AUFGABENSTELLUNG >>
Gib den Abschnitt des Artikels von „Wir hatten natürlich“ bis „hofften auf Stabilisierung.“ wortgetreu wieder.

ARTIKEL >>
-----

Und nun wurde also tatsächlich eine Mauer gebaut ... Am nächsten Tag standen in Schulen Thälmann-Pioniere neben der Büste des Arbeiterführers Wache – mit einem Luftgewehr.
Wir hatten natürlich an jenem Sonntag noch keine Ahnung, was die Grenzsicherung für uns bedeutete, daß wir nun für viele Jahrzehnte vom größeren Teil der Welt abgeschnitten sein würden. Es war uns lediglich etwas mulmig, weil wir ahnten, daß sich die politische Lage dadurch zuspitzen könnte. Und manche sagten auch unverblümt und zornig: »Die mauern uns ein!« oder »Nun ist alles zu Ende!«.
Aus kindlichem Stubenarrest war Landesarrest für ein ganzes Volk geworden.
Natürlich gab es auch Menschen, die meinten, daß es nach dem Mauerbau aufwärtsgehen würde, wenn so viele im Osten ausgebildete Facharbeiter und Wissenschaftler hierbleiben und die DDR-Wirtschaft mit voranbringen würden. Nicht wenige hofften auf Stabilisierung.
An jenem Sonntag im August verbreitete sich allerdings erst einmal die Angst, daß die Lage eskalieren könnte. Kampfgruppen standen am Brandenburger Tor. Die Deutsche Volkspolizei und die Nationale Volksarmee hatten den sowjetischen Sektor abgeriegelt und blockierten alle Wege, die nach Westberlin führten. Sowjetische und amerikanische Panzer hatten die Rohre aufeinander gerichtet. Für den Verkehr nach Westen blieb nur der Bahnhof Friedrichstraße geöffnet.

-----

DATEN >>
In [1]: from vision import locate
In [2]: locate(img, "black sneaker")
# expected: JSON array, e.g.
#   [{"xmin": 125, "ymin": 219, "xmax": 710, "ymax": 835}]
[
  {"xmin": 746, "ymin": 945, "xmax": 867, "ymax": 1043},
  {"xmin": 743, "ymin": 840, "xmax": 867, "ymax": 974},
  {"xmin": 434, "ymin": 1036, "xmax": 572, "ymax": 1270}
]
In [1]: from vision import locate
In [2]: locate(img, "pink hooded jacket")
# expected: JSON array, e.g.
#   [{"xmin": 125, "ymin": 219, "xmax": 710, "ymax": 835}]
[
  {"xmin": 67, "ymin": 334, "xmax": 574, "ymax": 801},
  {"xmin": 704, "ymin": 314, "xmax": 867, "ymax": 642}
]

-----

ERLEDIGTE AUFGABE >>
Wir hatten natürlich an jenem Sonntag noch keine Ahnung, was die Grenzsicherung für uns bedeutete, daß wir nun für viele Jahrzehnte vom größeren Teil der Welt abgeschnitten sein würden. Es war uns lediglich etwas mulmig, weil wir ahnten, daß sich die politische Lage dadurch zuspitzen könnte. Und manche sagten auch unverblümt und zornig: »Die mauern uns ein!« oder »Nun ist alles zu Ende!«.
Aus kindlichem Stubenarrest war Landesarrest für ein ganzes Volk geworden.
Natürlich gab es auch Menschen, die meinten, daß es nach dem Mauerbau aufwärtsgehen würde, wenn so viele im Osten ausgebildete Facharbeiter und Wissenschaftler hierbleiben und die DDR-Wirtschaft mit voranbringen würden. Nicht wenige hofften auf Stabilisierung.